- Fragmento seleccionado
Jugar es necesario para disfrutar de la vida. Se aprende además a ganar y perder, a usar la imaginación, a estar con los demás... e incluso a tratar a Dios
Hoy,
en muchos países, el sistema educativo da a niños y jóvenes cada vez
más tiempo libre, de modo que muchos padres son especialmente sensibles a
la importancia de esos momentos para la educación de sus hijos.
En ocasiones, sin embargo, el principal temor es que “se pierda el tiempo”
durante los periodos no lectivos. Por eso, muchas familias buscan
actividades extraescolares para sus hijos; no es raro que estas posean
cierto corte académico −un idioma o un instrumento musical−, que
complete sus estudios.
El valor del tiempo libre
El tiempo libre posee unas virtualidades educativas específicas, a las que se refería Juan Pablo II cuando animaba a «potenciar y valorizar el tiempo libre de los adolescentes y orientar sus energías»[1].
En
esas horas diarias en las que las obligaciones académicas se
interrumpen, en mayor o menor medida, el joven se siente dueño de su
propio destino; puede hacer lo que realmente quiere: estar con sus amigos o su familia, cultivar aficiones, descansar y divertirse del modo que más le satisface.
Ahí
toma decisiones que entiende como propias, porque se dirigen a
jerarquizar sus intereses: qué me gustaría hacer, qué tarea debería
recomenzar o cuál podría aplazar... Puede aprender a conocerse mejor,
descubrir nuevas responsabilidades y administrarlas. En definitiva, pone
en juego su propia libertad de un modo más consciente.
Por
eso los padres y educadores deben valorizar el tiempo libre de quienes
dependen de ellos. Porque educar es educar para ser libres, y el tiempo
libre es, por definición, tiempo de libertad, tiempo para la gratuidad,
la belleza, el diálogo; tiempo para todas esas cosas que no son “necesarias” pero sin las que no se puede vivir.

Registros:

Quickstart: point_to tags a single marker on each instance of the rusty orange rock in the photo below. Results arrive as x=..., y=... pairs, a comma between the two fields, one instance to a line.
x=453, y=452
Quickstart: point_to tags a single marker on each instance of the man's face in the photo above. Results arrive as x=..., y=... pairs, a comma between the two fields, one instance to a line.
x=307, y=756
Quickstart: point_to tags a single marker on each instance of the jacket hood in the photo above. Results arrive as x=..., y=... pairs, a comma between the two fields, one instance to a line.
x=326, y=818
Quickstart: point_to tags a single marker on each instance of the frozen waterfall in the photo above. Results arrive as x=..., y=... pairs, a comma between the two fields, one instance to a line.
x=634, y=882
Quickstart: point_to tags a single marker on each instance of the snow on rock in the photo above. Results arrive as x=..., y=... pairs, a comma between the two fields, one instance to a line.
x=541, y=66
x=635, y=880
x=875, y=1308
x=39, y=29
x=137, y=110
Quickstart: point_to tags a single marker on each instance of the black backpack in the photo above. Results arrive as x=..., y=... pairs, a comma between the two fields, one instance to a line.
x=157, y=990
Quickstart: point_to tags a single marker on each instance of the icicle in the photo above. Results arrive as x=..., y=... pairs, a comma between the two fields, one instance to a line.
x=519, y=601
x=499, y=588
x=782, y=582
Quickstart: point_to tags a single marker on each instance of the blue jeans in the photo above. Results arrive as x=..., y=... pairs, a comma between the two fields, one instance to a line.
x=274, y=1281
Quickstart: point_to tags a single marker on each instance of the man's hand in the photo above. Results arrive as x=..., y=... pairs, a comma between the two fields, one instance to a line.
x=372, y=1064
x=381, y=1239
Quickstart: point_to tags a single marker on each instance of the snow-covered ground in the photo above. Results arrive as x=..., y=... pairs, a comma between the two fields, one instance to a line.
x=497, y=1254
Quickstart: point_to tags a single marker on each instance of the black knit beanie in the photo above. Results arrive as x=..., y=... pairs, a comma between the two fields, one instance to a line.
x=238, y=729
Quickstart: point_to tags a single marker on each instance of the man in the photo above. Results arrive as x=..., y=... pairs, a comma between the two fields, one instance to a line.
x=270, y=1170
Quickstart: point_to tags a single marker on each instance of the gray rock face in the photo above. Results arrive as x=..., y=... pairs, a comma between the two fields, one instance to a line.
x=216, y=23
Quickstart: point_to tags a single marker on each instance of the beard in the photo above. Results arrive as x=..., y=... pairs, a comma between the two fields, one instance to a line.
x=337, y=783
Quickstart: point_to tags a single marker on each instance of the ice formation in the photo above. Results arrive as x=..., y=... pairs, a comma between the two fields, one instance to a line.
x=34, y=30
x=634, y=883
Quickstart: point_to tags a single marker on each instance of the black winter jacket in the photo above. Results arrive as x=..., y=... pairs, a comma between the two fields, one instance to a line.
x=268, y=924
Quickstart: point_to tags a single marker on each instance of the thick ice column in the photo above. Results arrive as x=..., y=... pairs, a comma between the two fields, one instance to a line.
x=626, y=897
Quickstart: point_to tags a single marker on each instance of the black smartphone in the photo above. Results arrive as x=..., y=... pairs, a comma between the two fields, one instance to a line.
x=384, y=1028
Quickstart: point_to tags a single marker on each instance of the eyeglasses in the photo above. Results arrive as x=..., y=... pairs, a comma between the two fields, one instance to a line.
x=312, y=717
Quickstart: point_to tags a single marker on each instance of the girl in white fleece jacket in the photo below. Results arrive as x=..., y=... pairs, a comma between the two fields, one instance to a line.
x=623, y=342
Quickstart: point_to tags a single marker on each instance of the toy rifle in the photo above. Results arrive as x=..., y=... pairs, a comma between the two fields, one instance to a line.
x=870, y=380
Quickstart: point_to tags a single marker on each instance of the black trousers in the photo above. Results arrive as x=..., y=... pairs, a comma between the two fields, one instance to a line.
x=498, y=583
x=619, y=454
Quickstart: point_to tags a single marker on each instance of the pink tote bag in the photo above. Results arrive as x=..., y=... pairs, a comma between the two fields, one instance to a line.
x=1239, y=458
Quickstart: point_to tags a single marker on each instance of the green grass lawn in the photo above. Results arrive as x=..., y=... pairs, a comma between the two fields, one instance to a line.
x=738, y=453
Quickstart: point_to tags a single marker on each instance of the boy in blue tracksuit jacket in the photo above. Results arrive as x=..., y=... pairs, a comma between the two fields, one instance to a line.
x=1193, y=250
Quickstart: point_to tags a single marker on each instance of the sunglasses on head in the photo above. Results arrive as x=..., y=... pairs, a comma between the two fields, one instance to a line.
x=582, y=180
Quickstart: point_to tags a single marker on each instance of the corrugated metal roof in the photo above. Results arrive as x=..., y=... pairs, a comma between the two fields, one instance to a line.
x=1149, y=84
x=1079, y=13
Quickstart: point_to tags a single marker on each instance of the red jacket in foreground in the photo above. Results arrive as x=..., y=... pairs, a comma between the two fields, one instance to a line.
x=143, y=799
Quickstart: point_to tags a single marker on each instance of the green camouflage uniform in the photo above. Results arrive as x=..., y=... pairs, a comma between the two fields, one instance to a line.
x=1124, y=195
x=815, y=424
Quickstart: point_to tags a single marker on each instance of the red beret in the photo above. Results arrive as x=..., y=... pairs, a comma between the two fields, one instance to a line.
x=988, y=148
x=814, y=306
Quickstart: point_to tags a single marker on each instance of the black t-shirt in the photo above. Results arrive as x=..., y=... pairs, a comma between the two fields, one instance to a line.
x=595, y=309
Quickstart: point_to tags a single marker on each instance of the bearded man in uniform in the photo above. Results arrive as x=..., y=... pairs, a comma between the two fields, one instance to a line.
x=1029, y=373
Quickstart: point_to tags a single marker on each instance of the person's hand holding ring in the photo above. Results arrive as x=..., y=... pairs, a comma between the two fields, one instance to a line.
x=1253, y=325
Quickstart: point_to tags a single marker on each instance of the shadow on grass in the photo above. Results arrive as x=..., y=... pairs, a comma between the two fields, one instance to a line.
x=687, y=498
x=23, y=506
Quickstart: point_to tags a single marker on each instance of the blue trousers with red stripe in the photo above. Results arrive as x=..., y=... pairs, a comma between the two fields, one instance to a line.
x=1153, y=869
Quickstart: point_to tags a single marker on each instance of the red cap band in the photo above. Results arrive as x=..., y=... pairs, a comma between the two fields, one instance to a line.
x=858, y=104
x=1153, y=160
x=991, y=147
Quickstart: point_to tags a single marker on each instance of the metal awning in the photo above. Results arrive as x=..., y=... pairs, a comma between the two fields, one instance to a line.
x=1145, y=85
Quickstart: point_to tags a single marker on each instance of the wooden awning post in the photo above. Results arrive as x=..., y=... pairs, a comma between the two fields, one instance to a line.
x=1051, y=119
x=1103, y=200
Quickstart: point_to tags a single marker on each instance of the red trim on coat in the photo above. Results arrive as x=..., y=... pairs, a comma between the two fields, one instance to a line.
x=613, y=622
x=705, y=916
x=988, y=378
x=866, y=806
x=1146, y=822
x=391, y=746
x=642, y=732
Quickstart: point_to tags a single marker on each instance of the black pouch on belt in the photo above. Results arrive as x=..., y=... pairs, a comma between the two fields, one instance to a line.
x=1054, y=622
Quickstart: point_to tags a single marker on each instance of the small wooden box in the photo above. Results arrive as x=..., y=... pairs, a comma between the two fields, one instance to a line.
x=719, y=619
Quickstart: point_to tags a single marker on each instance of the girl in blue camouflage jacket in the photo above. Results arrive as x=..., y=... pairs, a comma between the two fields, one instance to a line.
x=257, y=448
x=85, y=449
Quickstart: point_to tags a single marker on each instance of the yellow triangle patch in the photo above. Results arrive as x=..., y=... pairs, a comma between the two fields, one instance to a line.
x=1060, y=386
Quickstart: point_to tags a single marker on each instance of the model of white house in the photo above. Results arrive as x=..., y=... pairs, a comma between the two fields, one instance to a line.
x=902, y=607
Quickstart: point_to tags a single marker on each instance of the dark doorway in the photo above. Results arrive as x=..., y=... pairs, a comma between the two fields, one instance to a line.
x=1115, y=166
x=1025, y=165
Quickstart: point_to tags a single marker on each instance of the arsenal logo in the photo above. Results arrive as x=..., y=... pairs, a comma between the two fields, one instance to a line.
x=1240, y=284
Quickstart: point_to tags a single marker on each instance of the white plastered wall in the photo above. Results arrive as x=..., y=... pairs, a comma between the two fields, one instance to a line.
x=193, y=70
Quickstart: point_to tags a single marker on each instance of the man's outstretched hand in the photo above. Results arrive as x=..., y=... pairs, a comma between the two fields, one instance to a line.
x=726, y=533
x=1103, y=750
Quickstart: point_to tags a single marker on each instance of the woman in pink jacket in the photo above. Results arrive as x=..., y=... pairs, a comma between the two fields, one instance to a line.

- Consigna escrita 1
Responde estas preguntas según el texto sobre el tiempo libre:
(a) ¿Qué dos actividades de corte académico se dan como ejemplo entre las extraescolares que buscan las familias?
(b) ¿A qué animaba Juan Pablo II en la cita que recoge el texto?
(c) Además de tiempo de libertad, ¿para qué tres cosas es tiempo el tiempo libre en el último párrafo?
- Consigna escrita 2
Prolonga el texto sobre el tiempo libre a partir de su última oración.

- Respuesta del ejercicio 1
(a) Un idioma o un instrumento musical.
(b) A «potenciar y valorizar el tiempo libre de los adolescentes y orientar sus energías».
(c) Para la gratuidad, la belleza y el diálogo.

- Respuesta del ejercicio 2
Este
potencial educativo puede malograrse tanto si los padres se
desentienden del ocio de los hijos −siempre que cumplan con sus
obligaciones escolares−, como si lo ven solo como una oportunidad de “prolongar” su formación académica.
En
el primer caso, es fácil que los hijos se dejen llevar por la comodidad
o la pereza, y que descansen de un modo que les exija poco esfuerzo
(por ejemplo, con la televisión o los videojuegos).
En
el segundo, se pierde la especificidad educativa del tiempo libre, pues
este se convierte en una especie de prolongación de la escuela,
organizada por iniciativa casi exclusiva de los padres. Al final,
desafortunadamente, la imagen del vivir que se trasmite es la de una
existencia dividida entre obligaciones y diversión.
Conviene,
por tanto, que los padres valoren con frecuencia qué aportan al
crecimiento integral de los hijos las actividades que realizan a lo
largo de la semana, y si su conjunto contribuye de modo equilibrado a su
descanso y a su formación.
Un
horario apretado significa que el hijo hará muchas cosas, pero quizá no
aprenderá a administrar el tiempo. Si se quiere que los hijos crezcan
en virtudes, hay que facilitarles que experimenten la propia libertad;
si no se les da la posibilidad de elegir sus actividades favoritas, o se
les impide en la práctica jugar o estar con los amigos, se corre el
riesgo de que −cuando crezcan− no sepan cómo divertirse. En esta
situación, es fácil que acaben dejándose llevar por lo que la sociedad
de consumo les ofrece.
Educar
en el uso libre y responsable del tiempo libre requiere que los padres
conozcan bien a sus hijos, porque conviene proponerles formas de ocio
que respondan a sus intereses y capacidades, que les descansen y
diviertan.
Los
hijos, sobre todo cuando son pequeños −y es el mejor momento para
formarles en este aspecto− están muy abiertos a lo que los padres les
presentan; y si esto les satisface, se están sentando las bases para que
descubran por sí mismos el mejor modo de emplear los tiempos de ocio.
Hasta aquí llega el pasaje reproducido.